WHAT THE TASK ASKS.
Can you turn the data below into a JSON list of strings, one string per line, leaving out any blank lines?

----

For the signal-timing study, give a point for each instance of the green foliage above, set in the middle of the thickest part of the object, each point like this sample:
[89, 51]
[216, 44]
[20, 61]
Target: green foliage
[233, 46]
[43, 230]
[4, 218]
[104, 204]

----

WRITTEN SOLUTION.
[
  "For the signal-timing study, give a point for each instance of the green foliage above, set in the middle of the thickest part of the object, each point like this sample:",
  "[89, 51]",
  "[216, 44]",
  "[20, 61]",
  "Target: green foliage",
  "[233, 46]",
  "[43, 230]",
  "[4, 218]",
  "[104, 204]"
]